§ **Pointing dataset records**:

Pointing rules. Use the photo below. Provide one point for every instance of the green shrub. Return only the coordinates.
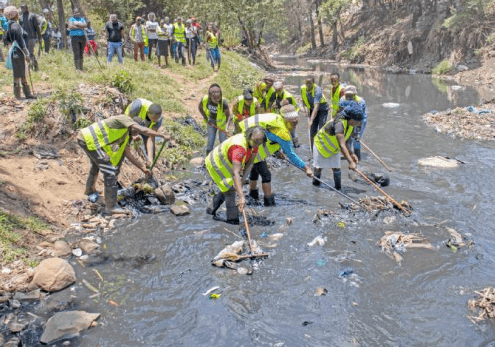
(442, 68)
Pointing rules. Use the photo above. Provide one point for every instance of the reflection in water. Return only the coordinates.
(421, 303)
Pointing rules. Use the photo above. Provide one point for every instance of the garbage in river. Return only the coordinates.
(438, 161)
(484, 304)
(237, 251)
(467, 122)
(390, 105)
(457, 240)
(375, 203)
(394, 243)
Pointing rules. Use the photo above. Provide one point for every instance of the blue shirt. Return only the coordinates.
(287, 149)
(77, 32)
(317, 99)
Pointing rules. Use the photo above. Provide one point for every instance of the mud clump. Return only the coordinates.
(466, 122)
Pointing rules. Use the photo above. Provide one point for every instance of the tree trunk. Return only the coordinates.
(312, 29)
(320, 24)
(61, 22)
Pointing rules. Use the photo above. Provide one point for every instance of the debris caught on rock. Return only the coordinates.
(394, 243)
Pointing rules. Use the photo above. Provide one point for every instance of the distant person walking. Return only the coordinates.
(114, 31)
(77, 24)
(139, 38)
(29, 23)
(19, 52)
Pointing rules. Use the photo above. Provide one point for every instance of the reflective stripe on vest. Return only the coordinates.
(304, 96)
(328, 145)
(100, 136)
(252, 108)
(213, 42)
(143, 112)
(271, 122)
(221, 118)
(268, 95)
(335, 100)
(145, 37)
(220, 167)
(179, 32)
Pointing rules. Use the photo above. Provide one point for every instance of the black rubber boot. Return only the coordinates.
(357, 152)
(17, 90)
(337, 178)
(269, 200)
(111, 205)
(315, 181)
(254, 193)
(232, 210)
(27, 92)
(215, 204)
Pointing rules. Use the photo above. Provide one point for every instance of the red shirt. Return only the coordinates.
(237, 153)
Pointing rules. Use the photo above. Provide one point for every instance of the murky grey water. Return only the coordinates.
(421, 303)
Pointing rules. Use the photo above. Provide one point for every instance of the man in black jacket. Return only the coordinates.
(30, 24)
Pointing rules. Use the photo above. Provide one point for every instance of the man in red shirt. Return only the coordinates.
(228, 165)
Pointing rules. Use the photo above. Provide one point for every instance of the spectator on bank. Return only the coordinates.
(114, 31)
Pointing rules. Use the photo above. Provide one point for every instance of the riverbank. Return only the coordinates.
(43, 170)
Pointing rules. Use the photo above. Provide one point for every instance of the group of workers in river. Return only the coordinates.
(264, 122)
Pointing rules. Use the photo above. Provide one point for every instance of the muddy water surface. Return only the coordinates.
(159, 265)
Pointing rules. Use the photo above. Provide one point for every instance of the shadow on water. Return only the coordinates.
(422, 302)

§ **EXERCISE**: Can you give the listing again from the line with "on bank. Return only the coordinates." through the end of the listing, requests included and nothing else, with every coordinate scaled by 1.35 and rounded to a whole number, halves going up?

§ **OUTPUT FOR THIS TASK**:
Pointing rules. Use the photo above. Provide one point for every instance of the spectator on bank. Return only the coordinates.
(154, 42)
Pointing rules. Use the photo above. Provide one point for every instance of the riverbank. Return only the coordinates.
(58, 230)
Pointing rules. Use the photo above. Provide one point for every instance of the group of workers in river. Return only the coordinates.
(356, 165)
Pointing rules. Use the photo above. Provide one point for every instance of the muddy water surface. Return only the coordinates.
(215, 358)
Pointing rules. Use the photo above. Provide one point for every instance of the shadow on water. Return only the coordinates.
(570, 408)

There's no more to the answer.